***** Data supplied
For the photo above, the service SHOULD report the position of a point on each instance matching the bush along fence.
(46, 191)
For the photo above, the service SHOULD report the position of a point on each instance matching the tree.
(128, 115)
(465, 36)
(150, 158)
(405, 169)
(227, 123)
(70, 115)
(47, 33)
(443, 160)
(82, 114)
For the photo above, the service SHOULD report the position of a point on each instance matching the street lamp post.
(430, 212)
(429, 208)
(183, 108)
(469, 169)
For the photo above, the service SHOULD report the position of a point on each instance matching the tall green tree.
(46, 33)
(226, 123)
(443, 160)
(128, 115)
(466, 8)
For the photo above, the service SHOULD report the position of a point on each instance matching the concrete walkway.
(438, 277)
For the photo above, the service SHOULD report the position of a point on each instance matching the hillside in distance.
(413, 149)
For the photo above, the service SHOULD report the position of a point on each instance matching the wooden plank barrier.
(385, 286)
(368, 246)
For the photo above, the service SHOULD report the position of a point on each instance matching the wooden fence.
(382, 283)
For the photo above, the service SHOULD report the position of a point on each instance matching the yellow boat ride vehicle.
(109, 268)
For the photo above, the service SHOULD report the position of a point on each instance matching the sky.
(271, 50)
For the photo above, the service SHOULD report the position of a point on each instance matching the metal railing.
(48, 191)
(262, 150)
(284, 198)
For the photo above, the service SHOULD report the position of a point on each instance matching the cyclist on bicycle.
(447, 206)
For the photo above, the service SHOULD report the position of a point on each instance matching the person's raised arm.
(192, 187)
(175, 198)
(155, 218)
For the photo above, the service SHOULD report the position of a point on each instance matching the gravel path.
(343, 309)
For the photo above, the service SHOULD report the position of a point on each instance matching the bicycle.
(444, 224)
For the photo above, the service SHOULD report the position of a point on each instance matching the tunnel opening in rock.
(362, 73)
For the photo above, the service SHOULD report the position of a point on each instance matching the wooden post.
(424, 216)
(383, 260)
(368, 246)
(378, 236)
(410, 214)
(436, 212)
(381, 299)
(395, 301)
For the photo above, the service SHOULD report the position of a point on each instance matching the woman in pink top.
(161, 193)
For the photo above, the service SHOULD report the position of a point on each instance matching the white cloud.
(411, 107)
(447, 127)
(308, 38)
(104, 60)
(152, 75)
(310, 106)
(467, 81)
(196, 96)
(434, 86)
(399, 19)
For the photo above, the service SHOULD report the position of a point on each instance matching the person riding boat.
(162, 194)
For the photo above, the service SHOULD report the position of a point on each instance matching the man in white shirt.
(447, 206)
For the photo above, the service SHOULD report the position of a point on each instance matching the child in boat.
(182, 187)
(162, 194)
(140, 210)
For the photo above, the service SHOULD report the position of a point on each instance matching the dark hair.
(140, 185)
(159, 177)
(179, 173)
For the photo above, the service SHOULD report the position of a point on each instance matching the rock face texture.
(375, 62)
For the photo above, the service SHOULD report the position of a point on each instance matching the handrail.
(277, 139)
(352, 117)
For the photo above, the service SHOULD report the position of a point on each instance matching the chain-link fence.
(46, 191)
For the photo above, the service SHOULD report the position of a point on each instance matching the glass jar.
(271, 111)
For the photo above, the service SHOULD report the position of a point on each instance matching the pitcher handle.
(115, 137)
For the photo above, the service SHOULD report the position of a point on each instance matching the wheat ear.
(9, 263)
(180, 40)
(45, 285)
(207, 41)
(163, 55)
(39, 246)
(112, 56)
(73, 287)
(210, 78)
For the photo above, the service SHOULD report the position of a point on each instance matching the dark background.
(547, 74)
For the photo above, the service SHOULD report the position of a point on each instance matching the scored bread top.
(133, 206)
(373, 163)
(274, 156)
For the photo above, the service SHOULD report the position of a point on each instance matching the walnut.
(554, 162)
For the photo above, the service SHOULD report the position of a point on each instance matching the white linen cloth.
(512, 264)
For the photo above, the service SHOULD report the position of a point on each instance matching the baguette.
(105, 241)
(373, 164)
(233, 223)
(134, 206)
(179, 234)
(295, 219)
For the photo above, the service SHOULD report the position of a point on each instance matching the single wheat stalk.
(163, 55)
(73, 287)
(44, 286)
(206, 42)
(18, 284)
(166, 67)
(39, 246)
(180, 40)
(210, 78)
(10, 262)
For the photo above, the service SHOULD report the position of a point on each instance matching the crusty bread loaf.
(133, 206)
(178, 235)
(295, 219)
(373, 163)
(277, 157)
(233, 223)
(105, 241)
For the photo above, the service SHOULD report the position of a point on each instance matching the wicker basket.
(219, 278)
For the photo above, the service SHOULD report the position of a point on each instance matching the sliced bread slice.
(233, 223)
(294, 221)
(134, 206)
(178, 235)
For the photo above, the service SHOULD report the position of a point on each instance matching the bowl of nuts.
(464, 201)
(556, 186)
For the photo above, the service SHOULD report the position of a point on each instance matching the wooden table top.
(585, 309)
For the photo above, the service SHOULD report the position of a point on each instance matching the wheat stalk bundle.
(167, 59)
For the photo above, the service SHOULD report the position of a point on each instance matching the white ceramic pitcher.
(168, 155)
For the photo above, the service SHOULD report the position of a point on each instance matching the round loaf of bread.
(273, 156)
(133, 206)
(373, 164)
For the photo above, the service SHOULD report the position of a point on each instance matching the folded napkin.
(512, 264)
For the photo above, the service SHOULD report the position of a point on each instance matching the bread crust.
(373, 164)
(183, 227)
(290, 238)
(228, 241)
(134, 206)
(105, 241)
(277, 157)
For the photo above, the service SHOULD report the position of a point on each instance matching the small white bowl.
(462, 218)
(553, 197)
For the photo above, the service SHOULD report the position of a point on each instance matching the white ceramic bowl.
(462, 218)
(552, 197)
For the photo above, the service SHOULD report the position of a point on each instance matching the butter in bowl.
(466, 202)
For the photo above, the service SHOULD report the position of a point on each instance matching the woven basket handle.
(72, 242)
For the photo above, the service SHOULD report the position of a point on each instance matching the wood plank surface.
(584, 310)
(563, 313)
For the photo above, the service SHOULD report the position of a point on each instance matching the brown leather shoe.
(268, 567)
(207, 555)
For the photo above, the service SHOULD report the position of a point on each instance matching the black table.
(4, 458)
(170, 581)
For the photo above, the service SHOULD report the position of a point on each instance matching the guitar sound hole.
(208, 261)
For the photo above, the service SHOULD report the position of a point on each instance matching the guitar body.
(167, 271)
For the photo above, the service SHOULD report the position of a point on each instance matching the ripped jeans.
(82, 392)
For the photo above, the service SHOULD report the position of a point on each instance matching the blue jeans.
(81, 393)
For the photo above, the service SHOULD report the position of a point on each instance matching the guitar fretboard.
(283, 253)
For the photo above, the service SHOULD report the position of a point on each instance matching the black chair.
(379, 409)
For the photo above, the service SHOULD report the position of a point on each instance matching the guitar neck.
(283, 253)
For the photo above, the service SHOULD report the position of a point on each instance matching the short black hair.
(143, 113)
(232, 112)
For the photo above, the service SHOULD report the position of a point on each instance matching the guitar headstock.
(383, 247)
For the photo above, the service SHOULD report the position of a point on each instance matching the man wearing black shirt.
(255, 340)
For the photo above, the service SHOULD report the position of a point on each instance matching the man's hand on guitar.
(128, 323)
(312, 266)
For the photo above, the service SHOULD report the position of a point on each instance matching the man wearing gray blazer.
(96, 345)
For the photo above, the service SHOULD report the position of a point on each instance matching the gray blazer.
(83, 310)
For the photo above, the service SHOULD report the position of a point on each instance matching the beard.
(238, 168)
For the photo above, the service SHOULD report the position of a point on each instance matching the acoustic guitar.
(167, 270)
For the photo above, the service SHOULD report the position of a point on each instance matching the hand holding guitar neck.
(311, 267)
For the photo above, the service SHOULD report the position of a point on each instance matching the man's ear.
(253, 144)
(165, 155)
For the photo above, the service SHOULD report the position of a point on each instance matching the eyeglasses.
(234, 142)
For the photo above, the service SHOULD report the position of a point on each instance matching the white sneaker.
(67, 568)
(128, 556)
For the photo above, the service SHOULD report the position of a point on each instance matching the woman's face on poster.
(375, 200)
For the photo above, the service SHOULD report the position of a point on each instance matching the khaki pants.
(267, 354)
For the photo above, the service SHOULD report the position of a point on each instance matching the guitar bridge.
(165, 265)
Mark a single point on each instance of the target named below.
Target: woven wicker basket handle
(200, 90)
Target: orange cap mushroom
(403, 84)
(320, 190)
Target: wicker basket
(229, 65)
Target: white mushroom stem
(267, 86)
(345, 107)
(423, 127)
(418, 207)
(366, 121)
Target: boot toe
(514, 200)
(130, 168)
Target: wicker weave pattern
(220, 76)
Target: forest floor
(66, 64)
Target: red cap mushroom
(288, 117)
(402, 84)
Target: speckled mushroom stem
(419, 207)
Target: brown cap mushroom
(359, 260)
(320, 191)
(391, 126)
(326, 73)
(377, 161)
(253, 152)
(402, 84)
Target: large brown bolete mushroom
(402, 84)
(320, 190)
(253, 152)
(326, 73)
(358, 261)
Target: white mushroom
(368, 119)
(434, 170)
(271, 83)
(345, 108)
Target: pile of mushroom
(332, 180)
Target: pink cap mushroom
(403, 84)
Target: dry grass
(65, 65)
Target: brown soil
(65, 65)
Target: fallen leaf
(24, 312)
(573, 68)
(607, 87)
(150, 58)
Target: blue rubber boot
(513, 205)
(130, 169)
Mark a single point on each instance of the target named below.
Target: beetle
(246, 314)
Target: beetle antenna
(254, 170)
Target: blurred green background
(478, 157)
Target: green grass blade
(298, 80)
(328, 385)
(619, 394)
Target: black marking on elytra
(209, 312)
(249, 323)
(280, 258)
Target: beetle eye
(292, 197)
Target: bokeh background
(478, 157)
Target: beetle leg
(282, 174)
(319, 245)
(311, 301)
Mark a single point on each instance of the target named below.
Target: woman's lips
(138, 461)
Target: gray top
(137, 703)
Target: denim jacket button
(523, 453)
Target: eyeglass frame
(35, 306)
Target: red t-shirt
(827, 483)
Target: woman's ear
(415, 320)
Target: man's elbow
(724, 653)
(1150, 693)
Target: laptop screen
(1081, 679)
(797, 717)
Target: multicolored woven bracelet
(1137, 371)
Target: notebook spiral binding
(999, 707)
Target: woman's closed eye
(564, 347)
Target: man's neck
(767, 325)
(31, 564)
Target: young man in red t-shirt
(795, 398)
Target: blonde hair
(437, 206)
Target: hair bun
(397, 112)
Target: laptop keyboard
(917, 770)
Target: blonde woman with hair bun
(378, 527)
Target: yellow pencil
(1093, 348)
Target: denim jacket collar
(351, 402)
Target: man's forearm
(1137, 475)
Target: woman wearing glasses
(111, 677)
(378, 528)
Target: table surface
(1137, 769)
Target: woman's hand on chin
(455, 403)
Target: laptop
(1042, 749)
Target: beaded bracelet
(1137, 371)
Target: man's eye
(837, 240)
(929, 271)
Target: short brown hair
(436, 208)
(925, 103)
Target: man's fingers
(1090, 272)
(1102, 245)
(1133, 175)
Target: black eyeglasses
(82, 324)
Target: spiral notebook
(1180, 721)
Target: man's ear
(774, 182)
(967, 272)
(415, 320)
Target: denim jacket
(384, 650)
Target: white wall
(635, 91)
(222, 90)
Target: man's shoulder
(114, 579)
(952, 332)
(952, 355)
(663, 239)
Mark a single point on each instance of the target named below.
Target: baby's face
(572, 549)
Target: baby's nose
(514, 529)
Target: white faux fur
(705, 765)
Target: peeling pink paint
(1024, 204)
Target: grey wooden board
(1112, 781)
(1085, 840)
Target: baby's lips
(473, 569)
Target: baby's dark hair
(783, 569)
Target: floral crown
**********
* **What to produce**
Make an exact copy of every line from the one with "Target: man's forearm" to the end of the data, with the first and last of those lines included.

* **The reply**
Target: man's forearm
(1137, 475)
Target: woman wearing glasses
(111, 677)
(378, 528)
Target: table surface
(1137, 769)
Target: woman's hand on chin
(455, 403)
Target: laptop
(1042, 749)
Target: beaded bracelet
(1137, 371)
Target: man's eye
(837, 240)
(929, 271)
Target: short brown hair
(436, 208)
(925, 103)
Target: man's fingers
(1090, 272)
(1102, 245)
(1133, 175)
Target: black eyeglasses
(82, 324)
Target: spiral notebook
(1180, 721)
Target: man's ear
(774, 182)
(967, 272)
(415, 320)
Target: denim jacket
(384, 650)
Target: white wall
(635, 91)
(222, 90)
Target: man's shoulder
(114, 579)
(952, 332)
(952, 355)
(663, 239)
Mark a single point on each instance of the target named below.
Target: baby's face
(572, 549)
Target: baby's nose
(514, 529)
Target: white faux fur
(705, 765)
Target: peeling pink paint
(1024, 204)
Target: grey wooden board
(1112, 781)
(1085, 840)
Target: baby's lips
(473, 569)
Target: baby's dark hair
(783, 569)
Target: floral crown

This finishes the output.